Photo labels with bounding boxes:

** Start **

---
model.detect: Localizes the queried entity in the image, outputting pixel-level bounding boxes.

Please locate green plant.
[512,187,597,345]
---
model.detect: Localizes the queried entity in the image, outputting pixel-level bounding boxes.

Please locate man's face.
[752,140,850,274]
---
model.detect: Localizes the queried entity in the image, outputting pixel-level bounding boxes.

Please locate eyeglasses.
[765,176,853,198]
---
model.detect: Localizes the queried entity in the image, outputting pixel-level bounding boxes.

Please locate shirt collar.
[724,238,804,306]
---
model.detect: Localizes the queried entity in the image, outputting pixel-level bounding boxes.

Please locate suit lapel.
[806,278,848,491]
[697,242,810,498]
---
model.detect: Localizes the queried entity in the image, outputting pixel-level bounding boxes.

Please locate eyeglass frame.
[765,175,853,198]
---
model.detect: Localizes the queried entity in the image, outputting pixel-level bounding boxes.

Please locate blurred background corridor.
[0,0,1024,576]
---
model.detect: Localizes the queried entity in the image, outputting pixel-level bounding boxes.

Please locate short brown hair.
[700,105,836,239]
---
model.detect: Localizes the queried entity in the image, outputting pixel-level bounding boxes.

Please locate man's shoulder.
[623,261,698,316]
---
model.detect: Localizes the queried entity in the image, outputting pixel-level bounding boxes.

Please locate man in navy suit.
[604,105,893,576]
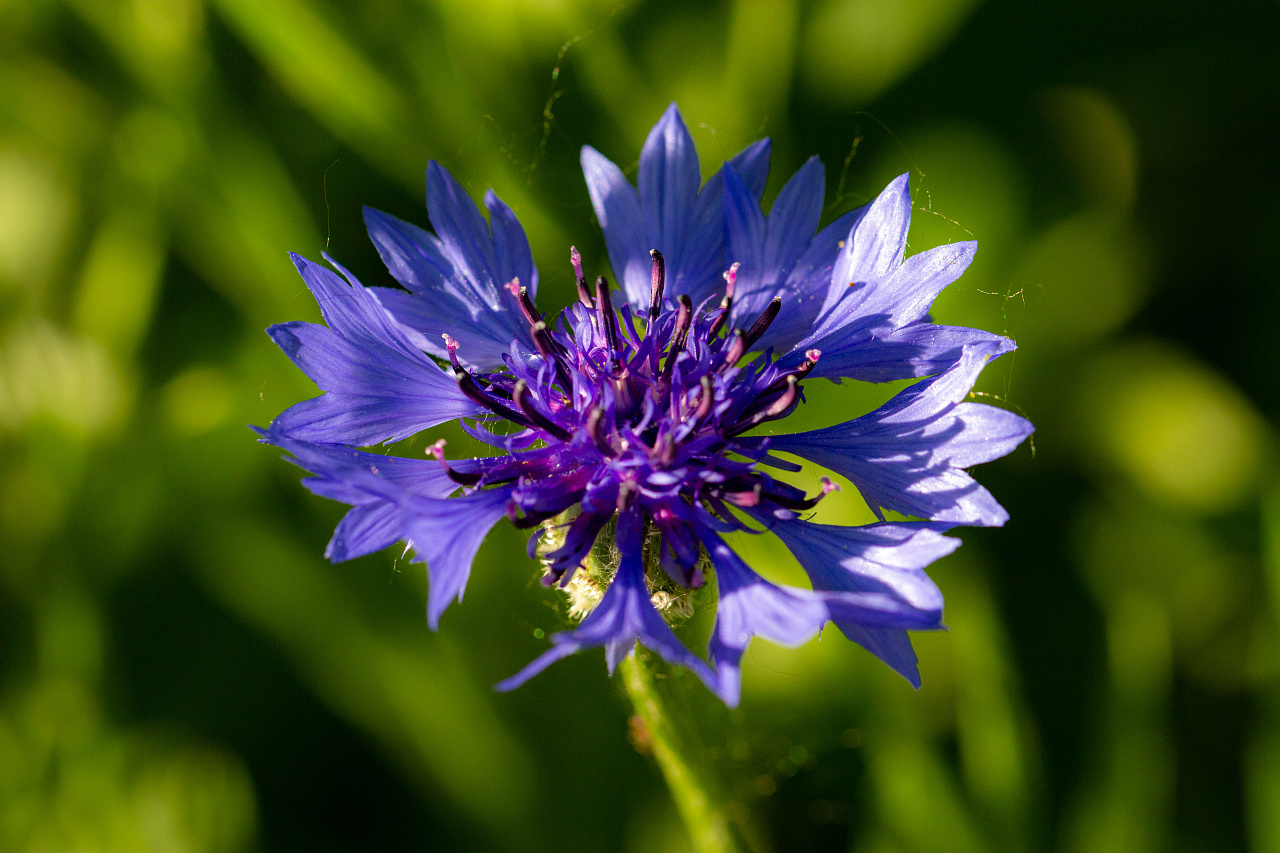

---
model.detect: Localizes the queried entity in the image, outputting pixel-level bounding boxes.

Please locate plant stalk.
[618,651,739,853]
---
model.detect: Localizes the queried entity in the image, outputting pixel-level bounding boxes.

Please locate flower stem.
[618,651,739,853]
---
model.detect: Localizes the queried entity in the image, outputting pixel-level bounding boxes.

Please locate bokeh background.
[0,0,1280,853]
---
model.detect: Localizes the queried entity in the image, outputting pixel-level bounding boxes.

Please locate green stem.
[618,651,739,853]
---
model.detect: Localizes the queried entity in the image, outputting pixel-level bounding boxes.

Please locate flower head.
[262,106,1032,704]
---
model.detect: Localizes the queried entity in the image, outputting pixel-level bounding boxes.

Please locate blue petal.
[723,167,773,297]
[812,239,978,339]
[837,622,920,689]
[268,255,481,446]
[803,321,1015,382]
[581,145,653,310]
[365,175,538,369]
[764,156,826,280]
[636,104,703,285]
[757,206,867,348]
[404,488,511,631]
[494,506,719,692]
[755,346,1033,526]
[260,430,458,562]
[724,158,829,351]
[426,160,504,298]
[369,287,512,370]
[667,140,772,305]
[581,104,771,311]
[827,174,911,307]
[769,516,960,619]
[696,524,936,707]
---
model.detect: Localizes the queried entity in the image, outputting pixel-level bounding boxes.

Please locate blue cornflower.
[262,105,1032,704]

** End **

**Task brief:** Copy out only the listing lines from the start of the listing up to and including the line with "[752,140,850,274]", keeping the requests as they are. In the answers, scale every bounding-box coordinate by 1.3 and round each to a whole number, with halves rounded up.

**Response:**
---
model.detect: Localizes the queried entity in the image, outputting pixel-level bounding boxes.

Please locate green plant.
[666,243,776,449]
---
model.detect: Localizes the queried entity in the image, outputting pixel-level bounding boxes.

Please locate man's face.
[978,182,1105,356]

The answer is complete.